▸ Text shown
President Bush says he is "optimistic" that the United Nations will pass a resolution Friday forcing Iraqi leader Saddam Hussein to give up suspected weapons of mass destruction. The Bush administration's resolution has been revised several times to reflect the concerns of U.S. allies.

President Bush continued to lobby for the resolution Thursday, telephoning Russian President Vladimir Putin and French President Jacques Chirac. Following those calls, Mr. Bush told reporters that he is "optimistic" the Security Council will act against Iraq.

"The resolution we put down is a tough new resolution. It talks about material breach and inspections and serious consequences if Saddam Hussein continues to defy the world and not disarm," he said.

President Bush says the Iraqi leader is a threat because he could help terrorists use chemical or biological weapons to attack the United States or U.S. allies.

Mr. Bush says U.N. credibility is on the line as members states decide whether Iraq can ignore a decade of resolutions without consequence.

State television in Iraq Thursday quoted President Saddam Hussein as saying the United States and Britain must be stopped before they start imposing what he calls "evil intentions" around the world.

▸ Stored data
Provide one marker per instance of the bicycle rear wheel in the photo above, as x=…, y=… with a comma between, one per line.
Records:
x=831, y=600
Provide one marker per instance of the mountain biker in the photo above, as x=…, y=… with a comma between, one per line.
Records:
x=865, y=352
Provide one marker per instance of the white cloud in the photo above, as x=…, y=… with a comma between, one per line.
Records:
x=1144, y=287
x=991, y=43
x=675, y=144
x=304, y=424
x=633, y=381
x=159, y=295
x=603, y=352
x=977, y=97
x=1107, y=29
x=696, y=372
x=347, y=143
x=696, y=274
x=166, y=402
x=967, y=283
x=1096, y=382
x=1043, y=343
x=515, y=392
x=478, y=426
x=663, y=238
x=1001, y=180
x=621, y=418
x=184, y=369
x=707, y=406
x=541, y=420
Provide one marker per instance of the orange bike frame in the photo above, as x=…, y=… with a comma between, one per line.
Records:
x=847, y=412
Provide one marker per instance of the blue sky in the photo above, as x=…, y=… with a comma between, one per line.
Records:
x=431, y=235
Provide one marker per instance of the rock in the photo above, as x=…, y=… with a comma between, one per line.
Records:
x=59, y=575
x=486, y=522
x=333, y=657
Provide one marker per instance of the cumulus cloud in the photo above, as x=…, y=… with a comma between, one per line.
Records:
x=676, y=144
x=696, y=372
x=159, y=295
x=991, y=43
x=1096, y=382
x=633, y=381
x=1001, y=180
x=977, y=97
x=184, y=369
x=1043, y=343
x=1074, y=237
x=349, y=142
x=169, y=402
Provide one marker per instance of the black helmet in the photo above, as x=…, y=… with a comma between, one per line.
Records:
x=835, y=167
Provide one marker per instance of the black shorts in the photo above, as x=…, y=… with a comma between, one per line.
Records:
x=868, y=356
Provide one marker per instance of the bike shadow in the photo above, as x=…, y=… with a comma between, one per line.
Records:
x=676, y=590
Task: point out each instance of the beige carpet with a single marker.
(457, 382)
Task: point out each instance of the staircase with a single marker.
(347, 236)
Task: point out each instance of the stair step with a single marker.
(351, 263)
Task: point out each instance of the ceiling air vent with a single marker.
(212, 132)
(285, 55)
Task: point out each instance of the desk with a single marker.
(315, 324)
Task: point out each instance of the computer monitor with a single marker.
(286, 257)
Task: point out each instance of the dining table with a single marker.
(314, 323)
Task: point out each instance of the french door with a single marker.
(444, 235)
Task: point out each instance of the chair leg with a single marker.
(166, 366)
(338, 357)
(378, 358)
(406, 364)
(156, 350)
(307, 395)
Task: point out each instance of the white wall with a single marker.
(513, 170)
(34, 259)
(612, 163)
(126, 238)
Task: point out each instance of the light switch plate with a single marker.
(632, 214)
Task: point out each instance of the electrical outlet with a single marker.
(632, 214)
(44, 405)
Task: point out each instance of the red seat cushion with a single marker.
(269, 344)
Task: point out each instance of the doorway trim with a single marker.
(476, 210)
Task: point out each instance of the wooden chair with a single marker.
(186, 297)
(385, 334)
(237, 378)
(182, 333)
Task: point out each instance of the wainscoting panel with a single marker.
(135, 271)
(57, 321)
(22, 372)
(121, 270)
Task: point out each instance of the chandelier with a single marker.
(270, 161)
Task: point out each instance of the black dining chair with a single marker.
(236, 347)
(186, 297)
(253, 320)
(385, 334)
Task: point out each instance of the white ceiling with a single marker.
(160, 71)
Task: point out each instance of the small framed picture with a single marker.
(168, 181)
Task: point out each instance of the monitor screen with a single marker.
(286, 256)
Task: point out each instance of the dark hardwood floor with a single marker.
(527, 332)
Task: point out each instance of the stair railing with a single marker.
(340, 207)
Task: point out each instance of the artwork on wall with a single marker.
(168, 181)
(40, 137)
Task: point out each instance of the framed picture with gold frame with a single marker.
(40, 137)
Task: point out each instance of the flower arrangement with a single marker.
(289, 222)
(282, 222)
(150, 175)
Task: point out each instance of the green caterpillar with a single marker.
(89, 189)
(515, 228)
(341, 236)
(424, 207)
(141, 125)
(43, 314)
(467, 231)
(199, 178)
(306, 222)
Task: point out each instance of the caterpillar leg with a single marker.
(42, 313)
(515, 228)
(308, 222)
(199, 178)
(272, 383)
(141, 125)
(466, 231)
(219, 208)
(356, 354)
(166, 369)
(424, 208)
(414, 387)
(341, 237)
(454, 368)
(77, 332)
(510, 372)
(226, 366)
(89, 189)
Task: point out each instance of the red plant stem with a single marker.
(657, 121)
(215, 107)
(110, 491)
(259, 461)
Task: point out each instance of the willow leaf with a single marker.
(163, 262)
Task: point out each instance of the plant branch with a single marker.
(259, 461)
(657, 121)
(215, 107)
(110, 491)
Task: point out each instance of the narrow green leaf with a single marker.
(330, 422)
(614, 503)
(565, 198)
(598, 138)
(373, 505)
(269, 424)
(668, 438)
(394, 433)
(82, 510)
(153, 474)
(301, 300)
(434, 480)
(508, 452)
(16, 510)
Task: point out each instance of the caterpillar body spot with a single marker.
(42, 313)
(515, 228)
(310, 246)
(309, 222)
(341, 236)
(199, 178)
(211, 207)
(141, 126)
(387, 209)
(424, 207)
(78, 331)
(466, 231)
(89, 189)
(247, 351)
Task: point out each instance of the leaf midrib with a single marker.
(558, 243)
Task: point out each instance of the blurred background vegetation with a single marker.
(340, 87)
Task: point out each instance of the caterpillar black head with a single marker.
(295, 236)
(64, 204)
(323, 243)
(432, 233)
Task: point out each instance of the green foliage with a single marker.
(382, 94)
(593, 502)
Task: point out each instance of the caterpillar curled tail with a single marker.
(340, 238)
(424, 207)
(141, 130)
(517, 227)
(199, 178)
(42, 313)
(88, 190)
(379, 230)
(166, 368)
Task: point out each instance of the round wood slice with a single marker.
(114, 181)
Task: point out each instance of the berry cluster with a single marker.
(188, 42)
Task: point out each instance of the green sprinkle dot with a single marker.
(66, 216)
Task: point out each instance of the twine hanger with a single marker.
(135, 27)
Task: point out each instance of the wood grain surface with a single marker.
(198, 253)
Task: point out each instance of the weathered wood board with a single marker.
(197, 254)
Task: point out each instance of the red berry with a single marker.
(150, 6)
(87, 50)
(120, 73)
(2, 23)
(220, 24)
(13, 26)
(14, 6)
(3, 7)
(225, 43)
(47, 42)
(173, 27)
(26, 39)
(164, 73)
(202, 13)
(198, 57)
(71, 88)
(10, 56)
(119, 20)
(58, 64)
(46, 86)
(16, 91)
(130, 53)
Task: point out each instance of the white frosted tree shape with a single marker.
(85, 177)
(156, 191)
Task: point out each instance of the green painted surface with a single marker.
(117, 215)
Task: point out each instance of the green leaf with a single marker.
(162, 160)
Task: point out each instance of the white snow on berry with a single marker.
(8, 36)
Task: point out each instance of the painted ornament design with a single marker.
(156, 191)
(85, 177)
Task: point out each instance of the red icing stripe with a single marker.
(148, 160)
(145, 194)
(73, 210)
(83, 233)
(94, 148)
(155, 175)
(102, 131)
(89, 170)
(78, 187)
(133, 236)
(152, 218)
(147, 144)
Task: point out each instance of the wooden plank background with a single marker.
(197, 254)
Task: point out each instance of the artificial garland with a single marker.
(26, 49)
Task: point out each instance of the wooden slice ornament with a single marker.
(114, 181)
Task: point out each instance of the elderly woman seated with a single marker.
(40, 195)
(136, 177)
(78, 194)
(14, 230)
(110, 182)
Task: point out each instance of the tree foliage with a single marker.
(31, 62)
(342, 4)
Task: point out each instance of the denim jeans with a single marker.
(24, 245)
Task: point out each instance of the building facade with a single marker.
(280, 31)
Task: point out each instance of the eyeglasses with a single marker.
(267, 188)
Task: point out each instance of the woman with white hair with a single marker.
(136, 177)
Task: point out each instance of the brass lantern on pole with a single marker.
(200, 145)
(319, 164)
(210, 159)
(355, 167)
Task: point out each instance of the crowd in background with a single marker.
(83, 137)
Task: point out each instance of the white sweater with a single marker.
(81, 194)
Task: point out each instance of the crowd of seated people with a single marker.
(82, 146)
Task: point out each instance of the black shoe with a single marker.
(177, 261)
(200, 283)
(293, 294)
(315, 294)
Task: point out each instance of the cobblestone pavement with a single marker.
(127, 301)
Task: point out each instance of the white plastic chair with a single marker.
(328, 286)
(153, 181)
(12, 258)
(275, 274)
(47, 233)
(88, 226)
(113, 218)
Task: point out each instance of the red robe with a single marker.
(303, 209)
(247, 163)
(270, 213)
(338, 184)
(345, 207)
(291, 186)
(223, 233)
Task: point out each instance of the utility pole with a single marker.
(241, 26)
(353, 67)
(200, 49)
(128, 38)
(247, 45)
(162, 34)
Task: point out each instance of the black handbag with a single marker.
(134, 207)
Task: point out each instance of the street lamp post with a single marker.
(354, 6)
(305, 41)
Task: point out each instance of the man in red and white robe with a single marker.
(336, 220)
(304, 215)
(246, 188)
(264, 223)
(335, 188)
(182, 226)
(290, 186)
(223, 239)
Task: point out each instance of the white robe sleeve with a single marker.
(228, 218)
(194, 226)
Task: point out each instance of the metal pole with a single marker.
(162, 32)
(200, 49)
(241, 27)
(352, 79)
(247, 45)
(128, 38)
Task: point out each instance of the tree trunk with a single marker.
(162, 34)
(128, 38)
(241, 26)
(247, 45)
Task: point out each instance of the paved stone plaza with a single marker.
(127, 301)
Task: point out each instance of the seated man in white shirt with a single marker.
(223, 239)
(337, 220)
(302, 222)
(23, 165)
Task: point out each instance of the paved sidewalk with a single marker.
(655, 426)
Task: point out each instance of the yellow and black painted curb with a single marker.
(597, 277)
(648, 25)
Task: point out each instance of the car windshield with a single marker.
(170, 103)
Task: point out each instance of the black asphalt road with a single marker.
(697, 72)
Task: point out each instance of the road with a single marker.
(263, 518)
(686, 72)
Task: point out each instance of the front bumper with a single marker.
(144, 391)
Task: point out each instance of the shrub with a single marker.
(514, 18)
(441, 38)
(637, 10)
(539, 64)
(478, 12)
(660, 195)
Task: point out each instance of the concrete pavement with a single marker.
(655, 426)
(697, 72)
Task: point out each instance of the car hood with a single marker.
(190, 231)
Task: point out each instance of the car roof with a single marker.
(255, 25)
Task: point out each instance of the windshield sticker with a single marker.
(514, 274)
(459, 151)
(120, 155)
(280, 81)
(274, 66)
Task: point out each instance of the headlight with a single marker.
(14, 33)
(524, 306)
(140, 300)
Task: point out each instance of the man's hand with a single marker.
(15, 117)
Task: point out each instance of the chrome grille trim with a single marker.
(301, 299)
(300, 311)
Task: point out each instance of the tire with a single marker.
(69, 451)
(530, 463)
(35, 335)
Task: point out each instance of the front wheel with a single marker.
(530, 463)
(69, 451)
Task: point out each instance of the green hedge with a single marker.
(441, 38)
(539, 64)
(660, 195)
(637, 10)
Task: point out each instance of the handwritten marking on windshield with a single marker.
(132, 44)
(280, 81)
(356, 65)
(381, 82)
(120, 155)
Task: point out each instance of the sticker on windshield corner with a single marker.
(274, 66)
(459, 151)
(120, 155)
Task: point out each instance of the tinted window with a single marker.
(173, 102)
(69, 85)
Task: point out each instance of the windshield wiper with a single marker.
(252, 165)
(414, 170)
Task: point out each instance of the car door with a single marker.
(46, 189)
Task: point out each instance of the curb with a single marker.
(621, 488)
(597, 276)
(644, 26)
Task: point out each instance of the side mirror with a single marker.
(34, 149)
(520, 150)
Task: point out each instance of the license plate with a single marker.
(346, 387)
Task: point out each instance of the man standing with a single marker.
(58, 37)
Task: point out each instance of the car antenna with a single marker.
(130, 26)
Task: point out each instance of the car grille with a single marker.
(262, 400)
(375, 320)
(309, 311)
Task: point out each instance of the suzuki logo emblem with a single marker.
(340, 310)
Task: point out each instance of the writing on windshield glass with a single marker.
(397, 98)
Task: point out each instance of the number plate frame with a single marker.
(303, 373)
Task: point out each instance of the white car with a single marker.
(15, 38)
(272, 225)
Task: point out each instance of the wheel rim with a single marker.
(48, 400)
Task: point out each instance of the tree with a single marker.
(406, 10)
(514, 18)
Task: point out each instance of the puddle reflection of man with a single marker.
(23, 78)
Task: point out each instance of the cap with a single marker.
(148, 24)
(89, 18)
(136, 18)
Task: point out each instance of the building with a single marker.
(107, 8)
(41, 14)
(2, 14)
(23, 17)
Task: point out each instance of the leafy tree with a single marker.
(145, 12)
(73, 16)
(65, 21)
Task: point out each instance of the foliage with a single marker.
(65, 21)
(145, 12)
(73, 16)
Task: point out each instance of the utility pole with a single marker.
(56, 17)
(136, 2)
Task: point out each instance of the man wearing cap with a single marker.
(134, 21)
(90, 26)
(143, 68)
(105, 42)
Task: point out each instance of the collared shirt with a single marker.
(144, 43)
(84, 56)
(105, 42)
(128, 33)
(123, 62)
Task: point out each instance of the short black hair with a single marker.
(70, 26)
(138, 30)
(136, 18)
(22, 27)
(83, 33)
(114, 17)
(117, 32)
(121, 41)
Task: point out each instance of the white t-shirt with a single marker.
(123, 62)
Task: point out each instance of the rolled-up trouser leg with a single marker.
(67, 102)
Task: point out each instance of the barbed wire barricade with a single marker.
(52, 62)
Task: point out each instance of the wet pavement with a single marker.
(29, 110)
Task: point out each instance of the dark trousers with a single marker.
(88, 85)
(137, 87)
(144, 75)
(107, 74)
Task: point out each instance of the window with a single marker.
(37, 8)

▸ Required tasks
1 – In the report on the Iraq resolution, which two leaders did President Bush telephone on Thursday?
2 – Return an unchanged copy of the part of the report on the Iraq resolution that begins at the words "President Bush says the" and stops after "or U.S. allies.".

▸ Outputs for the tasks
1 – Russian President Vladimir Putin and French President Jacques Chirac.

2 –
President Bush says the Iraqi leader is a threat because he could help terrorists use chemical or biological weapons to attack the United States or U.S. allies.